### EXCERPT TO READ
Editorial: Marbling fat in livestock

Editorial on the Research Topic
Marbling fat in livestock

In animals used in food production, fat deposition is closely associated with production efficiency and meat quality. There are four major fat depots, including visceral, subcutaneous, intermuscular, and intramuscular fats, among which, only intramuscular fat (marbling fat) is critically important for the eating quality of meat. While most studies on intramuscular fat deposition concentrate on beef cattle traditionally, recent studies also emphasize its importance in determining the eating quality of pork, chicken, and other livestock species. Intramuscular fat development is due to both the formation of intramuscular adipocytes (hyperplasia) and their subsequent lipid accumulation (hypertrophy) (1). This special issue includes 12 articles on topics ranging from molecular mechanisms regulating intramuscular adipocyte formation and lipid accumulation. In addition, several species of livestock animals are covered.

Both intramuscular adipocyte hyperplasia and hypertrophy are affected by genetic, nutrition, and other environmental factors. In this issue, Sakowski et al. reviewed the genetic effects of European cattle breeds and their interaction with nutrition and other environmental factors. Due to their locations in the uterus, which restricts nutrient delivery to the fetuses, several piglets are born with much lower birth weights compared to their littermates. Zhao et al. showed that low and normal birth weight piglets differed in their ability to accumulate intramuscular fat, which was not affected by glutamate supplementation.

### SUPPLIED RECORDS
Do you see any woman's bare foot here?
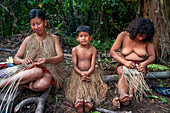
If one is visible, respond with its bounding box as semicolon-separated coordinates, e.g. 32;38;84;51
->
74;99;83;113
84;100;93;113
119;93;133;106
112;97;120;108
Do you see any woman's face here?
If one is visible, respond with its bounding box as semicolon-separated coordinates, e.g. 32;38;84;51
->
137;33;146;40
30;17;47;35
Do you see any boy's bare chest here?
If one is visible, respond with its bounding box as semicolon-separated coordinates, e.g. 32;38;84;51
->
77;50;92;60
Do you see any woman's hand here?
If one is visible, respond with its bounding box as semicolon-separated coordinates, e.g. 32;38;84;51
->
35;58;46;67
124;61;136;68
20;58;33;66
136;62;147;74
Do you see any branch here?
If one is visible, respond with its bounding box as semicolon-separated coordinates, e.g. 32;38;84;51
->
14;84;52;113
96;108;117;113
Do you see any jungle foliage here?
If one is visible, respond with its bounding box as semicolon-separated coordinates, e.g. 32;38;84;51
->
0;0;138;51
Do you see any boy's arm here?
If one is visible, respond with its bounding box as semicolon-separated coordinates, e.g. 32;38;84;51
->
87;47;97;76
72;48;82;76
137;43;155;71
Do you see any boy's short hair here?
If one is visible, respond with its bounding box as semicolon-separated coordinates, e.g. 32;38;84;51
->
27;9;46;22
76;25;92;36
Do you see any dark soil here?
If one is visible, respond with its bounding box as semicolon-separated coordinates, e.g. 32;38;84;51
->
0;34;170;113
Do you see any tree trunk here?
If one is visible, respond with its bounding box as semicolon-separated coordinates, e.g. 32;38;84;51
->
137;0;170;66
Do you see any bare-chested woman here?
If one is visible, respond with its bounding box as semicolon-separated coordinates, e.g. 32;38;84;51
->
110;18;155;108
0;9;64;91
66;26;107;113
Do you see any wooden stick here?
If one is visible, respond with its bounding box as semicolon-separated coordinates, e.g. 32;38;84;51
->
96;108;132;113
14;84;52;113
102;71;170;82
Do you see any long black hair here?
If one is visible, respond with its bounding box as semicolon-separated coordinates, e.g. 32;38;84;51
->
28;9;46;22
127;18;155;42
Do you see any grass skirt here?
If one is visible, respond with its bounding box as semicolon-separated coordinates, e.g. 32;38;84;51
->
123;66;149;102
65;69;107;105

### WHAT THE EXERCISE ASKS
Print the part of the marbling fat editorial that opens with the words containing "Both intramuscular adipocyte" and closes with "by glutamate supplementation.". You won't need the entries.

### ANSWER SECTION
Both intramuscular adipocyte hyperplasia and hypertrophy are affected by genetic, nutrition, and other environmental factors. In this issue, Sakowski et al. reviewed the genetic effects of European cattle breeds and their interaction with nutrition and other environmental factors. Due to their locations in the uterus, which restricts nutrient delivery to the fetuses, several piglets are born with much lower birth weights compared to their littermates. Zhao et al. showed that low and normal birth weight piglets differed in their ability to accumulate intramuscular fat, which was not affected by glutamate supplementation.